▸ **Tarefa a fazer**
Escreve a continuação do texto sobre a impugnação da paternidade pelo pai, a começar logo a seguir à última frase.

▸ **Texto fornecido**

....................

DA CONSTITUCIONALIDADE DO PRAZO DE PROPOSITURA DA ACÇÃO DE IMPUGNAÇÃO DE PATERNIDADE INTENTADA PELO PAI

Entroncando as raízes mais profundas da sociedade na instituição familiar, como célula essencial da sua organização, a determinação do estado civil de pai ou de filho exerce um papel do maior relevo, convindo a todos os membros do agregado social, de modo muito particular, o conhecimento do vínculo jurídico de filiação ou da paternidade, com vista a que, uma vez definido, se mantenha para segurança e certeza das relações jurídico-sociais.
Na hipótese de filho nascido dentro do casamento, ou seja, tratando-se de mãe conhecida e casada, a paternidade fica, automaticamente, estabelecida, sendo, então, o pai o marido da mãe, de acordo com o princípio clássico do «pater is est quem nuptiae demonstrant», consagrado pelo artigo 1826º, nº 1, do Código Civil (CC).
A regra do «pater is est…», em que se sustenta a presunção de paternidade oriunda do normativo legal acabado de citar, seria um efeito pessoal do casamento, derivado do dever de coabitação e fidelidade recíproca entre os cônjuges, enquanto essência da instituição matrimonial monogâmica, mesmo nos casos em que esta base de sustentação não está presente, como acontece, por exemplo, na hipótese de adultério da mulher.
Trata-se de uma visão clássica da regra em apreço, em homenagem a valores ditados por um conceito de moral que, em nome da defesa da instituição familiar, fecha os olhos à realidade da vida, ignorando a verdade biológica quando esta lhe é incómoda (1).
Quando o Direito presume como pai o marido da mãe, desinteressando-se pela verdade biológica, assenta no entendimento de que a paternidade do marido é um efeito do casamento (2).
Esta regra do «pater is est…» contém, em si mesma, uma verdadeira presunção legal, que actua sem necessidade de recurso a qualquer decisão judicial para o estabelecimento da paternidade, de natureza “iuris tantum”, por se fundar num juízo de paternidade e não numa certeza que, a constatar-se que não aconteceu, isto é, que o pai não é o marido da mãe, consente a correcção do erro com a consequente possibilidade de se fazer prova do contrário do facto presumido (3).

....................

▸ **Lista de material**
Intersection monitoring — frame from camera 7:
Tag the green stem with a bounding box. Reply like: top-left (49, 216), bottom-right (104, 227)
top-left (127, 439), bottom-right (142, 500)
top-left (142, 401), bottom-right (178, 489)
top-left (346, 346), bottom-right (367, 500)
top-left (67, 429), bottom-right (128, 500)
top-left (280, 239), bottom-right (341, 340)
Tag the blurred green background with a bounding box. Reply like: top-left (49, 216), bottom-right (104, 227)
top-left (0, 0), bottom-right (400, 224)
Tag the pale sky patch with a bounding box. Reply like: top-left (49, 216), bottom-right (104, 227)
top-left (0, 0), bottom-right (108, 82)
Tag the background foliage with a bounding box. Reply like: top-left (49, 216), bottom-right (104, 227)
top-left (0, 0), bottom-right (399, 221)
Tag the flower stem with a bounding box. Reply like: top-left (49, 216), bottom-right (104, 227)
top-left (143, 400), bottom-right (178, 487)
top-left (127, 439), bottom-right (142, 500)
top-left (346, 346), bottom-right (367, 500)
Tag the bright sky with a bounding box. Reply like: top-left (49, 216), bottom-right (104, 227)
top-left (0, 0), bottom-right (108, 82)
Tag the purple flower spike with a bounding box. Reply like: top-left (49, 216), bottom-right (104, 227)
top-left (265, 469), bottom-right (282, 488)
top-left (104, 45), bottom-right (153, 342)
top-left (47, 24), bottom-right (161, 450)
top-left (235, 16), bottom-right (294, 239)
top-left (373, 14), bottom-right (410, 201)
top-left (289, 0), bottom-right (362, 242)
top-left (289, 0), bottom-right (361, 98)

....................

▸ **Resultado final**
Revertendo ao caso decidendo, importa reter que a menor CC nasceu, no dia 16 de Fevereiro de 1997, tendo sido registada como filha do autor e da ré BB, que haviam casaram um com o outro, em 5 de Maio de 1994, sendo certo que, na sentença proferida na acção de regulação do poder paternal relativa aquela menor, datada de 10 de Julho de 1998, está exarado o facto provado de que “o requerido nunca teve qualquer contacto com a menor e está convicto de que esta não é sua filha”, enquanto que a presente acção foi instaurada, em 11 de Abril de 2007.
Dispõe o artigo 1842º, nº 1, a), do CC (4), que “a acção de impugnação de paternidade pode ser intentada pelo marido, no prazo de três anos contados desde que teve conhecimento de circunstâncias de que possa concluir-se a sua não paternidade;”
Assim sendo, tendo o autor conhecimento, pelo menos, desde 1998, que a sentença que regulara o poder paternal da menor o considerava pai da mesma e havendo proposto a presente acção, em 11 de Abril de 2007, verifica-se a excepção da caducidade do direito da sua instauração, conforme foi entendimento das instâncias, porquanto a norma do artigo 1842º, nº 1, a), do CC, exige que a acção de impugnação da paternidade proposta pelo marido da mãe seja intentada, no prazo, agora ampliado de três anos, a contar da data em que teve conhecimento de circunstâncias de que possa concluir-se pela sua paternidade, o que, na pior das hipóteses, aconteceu, no caso em apreço, na data em que a sentença de regulação do poder paternal chegou ao seu conhecimento.
Porém, a questão crucial que a presente revista suscita tem antes a ver com a pretensa inconstitucionalidade deste prazo de caducidade da propositura da acção de impugnação da paternidade, na consideração de que o mesmo possa estabelecer um limite desproporcional ao significado que o exercício do direito de acção em causa pretende salvaguardar, na acepção de poder não garantir, adequadamente, esse valor constitucional.
No âmbito da acção de investigação de paternidade, foi declarada a inconstitucionalidade, com força obrigatória geral, da norma do artigo 1817º, nº 1, do CC, que prevê a extinção, por caducidade, do direito de investigar a paternidade, a partir dos 20 anos de idade do filho, em conformidade com o disposto pelo artigo 26º, nº 1, reconhecendo que o direito do filho ao apuramento da paternidade biológica é uma dimensão do “direito fundamental à identidade pessoal”, na vertente de se saber de onde se vem, ou de quem se vem, a que se reportam os artigos 25º, nº 1 e 26º, nº 1, ambos da Constituição da República (CRP), que não seria, devidamente, acautelado se a acção que o concretiza estivesse sujeita ao dito prazo de caducidade (5).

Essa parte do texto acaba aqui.